Newswise — The University of Utah is now home to a federally run community engagement office established by the U.S. Patent and Trademark Office, or USPTO, to help drive innovation by providing intellectual property education, resources and expertise for students, entrepreneurs, businesses and communities across the Mountain West.
Under an agreement signed Feb. 20, in Research Park’s Myriad Genetics building, which will house the new office, the U will partner with the USPTO to build a hub for outreach under the Unleashing American Innovators Act of 2022.
“The Mountain West Community Engagement Office is present and accounted for to the citizens of Utah to help their intellectual property dreams of today become the reality of tomorrow,” said USPTO Director John Squires before the signing the agreement with Jamie P. Dwyer, a nephrologist serving as the university’s Executive Associate Vice President of Research and Interim Chief Innovation Officer. The U.S. Commerce Department has set up similar offices at the University of New Hampshire and Montana State University, with more on the horizon.
“It’s more than outreach offices. It’s engagement. It’s standing shoulder to shoulder, to embrace the future together,” Squires said. “That’s why taking office and with my deep experience with startups and emerging companies, we’ve reimagined our future footprint as one of immersive community engagement, an agile and responsive model to meet innovators where they are in their context, in their experience to engage head on with the elusive shape shifter that is inherently innovation in whatever vestige it takes.”
The new community engagement office will cover an eight-state region that includes Idaho, Montana, Wyoming, Colorado, North Dakota, South Dakota, Utah and Nebraska. The U was selected to the office because it has built one of the strongest commercialization pipelines in the Mountain West, fueled by $781 million in research activity last year, with an aggressive plan for growth.

━━━━━━━━━━━━━━━━

** Explore the material **
A – Reproduce the news item on the new patent office at the University of Utah verbatim, from "Under an agreement" up to and including "Act of 2022.".
B – Pick up the news item on the new patent office at the University of Utah where it stops, and carry it forward.

** Source data **
━━━━━━━━━━━━━━━━

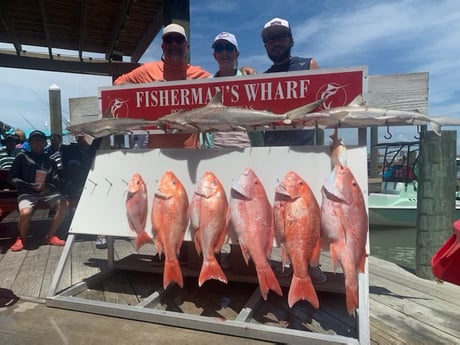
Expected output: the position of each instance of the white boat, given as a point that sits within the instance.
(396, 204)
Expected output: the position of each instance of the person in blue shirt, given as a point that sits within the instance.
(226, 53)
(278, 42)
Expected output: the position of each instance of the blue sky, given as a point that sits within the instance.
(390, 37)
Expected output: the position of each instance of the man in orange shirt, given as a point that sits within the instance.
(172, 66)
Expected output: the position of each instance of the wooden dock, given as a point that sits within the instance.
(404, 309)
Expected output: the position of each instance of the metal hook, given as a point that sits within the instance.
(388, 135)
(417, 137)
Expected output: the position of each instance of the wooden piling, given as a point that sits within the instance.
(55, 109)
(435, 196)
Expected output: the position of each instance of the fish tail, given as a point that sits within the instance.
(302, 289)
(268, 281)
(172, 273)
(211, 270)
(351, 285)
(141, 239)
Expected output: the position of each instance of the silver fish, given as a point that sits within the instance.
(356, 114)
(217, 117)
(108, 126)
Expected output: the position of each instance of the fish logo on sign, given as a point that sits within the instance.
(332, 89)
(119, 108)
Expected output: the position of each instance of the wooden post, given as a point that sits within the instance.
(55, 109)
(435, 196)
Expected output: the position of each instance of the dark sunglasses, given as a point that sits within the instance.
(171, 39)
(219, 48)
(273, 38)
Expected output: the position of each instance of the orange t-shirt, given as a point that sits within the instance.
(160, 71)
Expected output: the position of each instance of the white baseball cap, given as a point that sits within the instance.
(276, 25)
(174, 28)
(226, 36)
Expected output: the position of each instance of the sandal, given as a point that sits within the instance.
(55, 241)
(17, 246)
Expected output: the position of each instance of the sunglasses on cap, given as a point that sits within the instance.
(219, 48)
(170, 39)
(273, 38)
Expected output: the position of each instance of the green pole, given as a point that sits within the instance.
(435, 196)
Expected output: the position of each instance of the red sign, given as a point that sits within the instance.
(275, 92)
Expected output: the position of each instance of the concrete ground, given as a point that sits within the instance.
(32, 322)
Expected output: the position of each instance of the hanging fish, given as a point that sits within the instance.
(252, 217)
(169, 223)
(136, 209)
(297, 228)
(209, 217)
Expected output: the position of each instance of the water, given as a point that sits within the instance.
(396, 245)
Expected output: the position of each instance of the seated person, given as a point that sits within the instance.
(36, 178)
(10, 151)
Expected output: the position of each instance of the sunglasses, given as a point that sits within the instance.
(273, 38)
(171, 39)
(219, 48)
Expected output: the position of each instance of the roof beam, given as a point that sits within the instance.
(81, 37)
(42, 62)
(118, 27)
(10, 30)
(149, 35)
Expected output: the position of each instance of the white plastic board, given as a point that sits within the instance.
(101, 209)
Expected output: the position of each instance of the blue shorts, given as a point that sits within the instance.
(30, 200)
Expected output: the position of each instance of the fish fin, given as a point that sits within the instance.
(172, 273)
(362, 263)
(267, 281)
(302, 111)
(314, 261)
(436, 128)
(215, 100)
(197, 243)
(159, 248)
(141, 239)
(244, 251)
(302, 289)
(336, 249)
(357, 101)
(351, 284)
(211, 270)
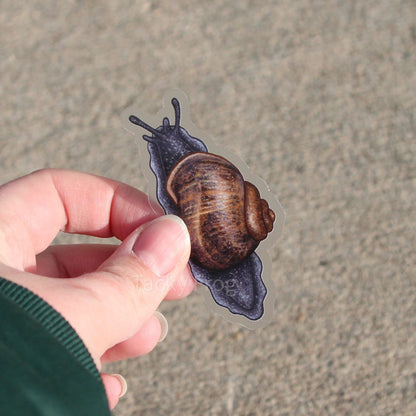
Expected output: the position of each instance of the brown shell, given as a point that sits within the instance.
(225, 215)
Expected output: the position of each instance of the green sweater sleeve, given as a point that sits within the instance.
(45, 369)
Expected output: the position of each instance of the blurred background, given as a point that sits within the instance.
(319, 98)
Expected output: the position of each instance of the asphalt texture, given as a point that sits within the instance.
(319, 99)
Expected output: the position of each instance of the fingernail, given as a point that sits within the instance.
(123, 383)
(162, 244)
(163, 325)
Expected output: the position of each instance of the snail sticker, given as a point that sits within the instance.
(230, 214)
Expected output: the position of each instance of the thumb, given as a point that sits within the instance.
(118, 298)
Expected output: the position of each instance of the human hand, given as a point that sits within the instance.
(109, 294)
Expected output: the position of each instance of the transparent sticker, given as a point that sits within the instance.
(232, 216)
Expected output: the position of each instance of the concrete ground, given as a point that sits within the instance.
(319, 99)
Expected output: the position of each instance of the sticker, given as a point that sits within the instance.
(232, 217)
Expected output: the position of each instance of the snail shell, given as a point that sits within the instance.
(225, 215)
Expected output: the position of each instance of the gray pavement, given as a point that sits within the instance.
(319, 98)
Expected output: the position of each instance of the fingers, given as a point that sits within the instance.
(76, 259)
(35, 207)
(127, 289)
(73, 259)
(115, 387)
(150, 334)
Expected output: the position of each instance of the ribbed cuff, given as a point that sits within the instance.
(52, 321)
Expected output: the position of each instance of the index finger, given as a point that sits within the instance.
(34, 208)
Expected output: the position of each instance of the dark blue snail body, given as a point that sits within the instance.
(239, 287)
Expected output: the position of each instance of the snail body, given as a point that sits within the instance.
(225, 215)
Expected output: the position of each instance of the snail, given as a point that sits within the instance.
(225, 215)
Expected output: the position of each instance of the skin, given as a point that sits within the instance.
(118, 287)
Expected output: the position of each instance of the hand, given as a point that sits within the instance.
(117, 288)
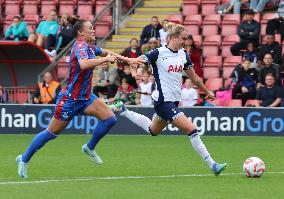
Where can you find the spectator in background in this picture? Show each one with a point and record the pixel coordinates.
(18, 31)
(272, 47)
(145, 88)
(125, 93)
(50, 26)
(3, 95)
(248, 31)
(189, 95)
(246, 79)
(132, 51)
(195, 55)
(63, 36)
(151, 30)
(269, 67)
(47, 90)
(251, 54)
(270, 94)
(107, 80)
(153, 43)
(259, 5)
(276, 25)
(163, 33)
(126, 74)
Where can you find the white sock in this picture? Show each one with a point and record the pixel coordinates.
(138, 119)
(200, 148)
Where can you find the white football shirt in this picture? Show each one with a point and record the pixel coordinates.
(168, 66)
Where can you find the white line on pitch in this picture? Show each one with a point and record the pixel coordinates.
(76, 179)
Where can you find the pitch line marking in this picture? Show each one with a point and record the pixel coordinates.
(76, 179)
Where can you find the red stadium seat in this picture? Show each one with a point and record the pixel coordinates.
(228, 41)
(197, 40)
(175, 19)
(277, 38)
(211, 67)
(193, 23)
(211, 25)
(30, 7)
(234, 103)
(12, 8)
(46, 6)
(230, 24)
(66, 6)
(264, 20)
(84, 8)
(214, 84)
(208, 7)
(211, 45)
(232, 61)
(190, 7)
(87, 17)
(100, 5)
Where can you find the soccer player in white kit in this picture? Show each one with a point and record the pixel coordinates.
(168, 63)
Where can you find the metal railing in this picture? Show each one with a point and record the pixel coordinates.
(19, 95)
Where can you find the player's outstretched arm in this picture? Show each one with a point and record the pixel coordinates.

━━━━━━━━━━━━━━━━

** Task responses **
A –
Under an agreement signed Feb. 20, in Research Park’s Myriad Genetics building, which will house the new office, the U will partner with the USPTO to build a hub for outreach under the Unleashing American Innovators Act of 2022.

B –
“Our industry partnerships span biotech, AI, advanced engineering, and energy,” Dwyer said. “Each year, our researchers submit hundreds of invention disclosures. Those disclosures become patents. Those patents become licensed technologies, startup companies, and solutions that improve lives.”
Friday’s speakers highlighted innovations developed at the U and went onto to have real-world impact, from a folding cot patented in 1921 to the artificial heart to the Utah Bionic Leg.
“Strong intellectual property systems make that translation possible,” Dwyer said. “The USPTO’s community engagement offices are designed to cultivate and expand vibrant innovation, investment, and entrepreneurship supported by intellectual property. By embedding this presence within our startup, university and innovation communities, the USPTO is strengthening regional access and reinforcing the Mountain West as a nationally competitive innovation economy.”
The U’s new arrangement with federal officials adds to a long-established network of IP resources on campus, such as the Technology Licensing Office, S.J. Quinney Coll
ege of Law and the 41-year-old Patent and Trademark Resource Center in the Marriott Library.
“We’re part of a network of libraries across the nation that provide intellectual property support, patent and trademark searching, and educating the public about everything USPTO, demystifying that process,” said U librarian Tallie Casucci.
Squires is a veteran patent lawyer who recently left private industry to serve the Trump administration as Under Secretary of Commerce for Intellectual Property.
He noted that the USPTO is among the nation’s oldest agencies, established in Article 1, Section 8 of the U.S. Constitution, which endeavors “To promote the Progress of Science and useful Arts, by securing for limited Times to Authors and Inventors the exclusive Right to their respective Writings and Discoveries.”
“Before there was a Treasury Department, before there was a Department of State, before there were most of the institutions that we all now take for granted, there was a commitment to invention,” Squires said. “In 1790, President George Washington signed the first U.S. patent. Thomas Jefferson served as our first patent examiner from the birth of the republic. Innovation was not peripheral, it was central and still is part of the American experiment itself.”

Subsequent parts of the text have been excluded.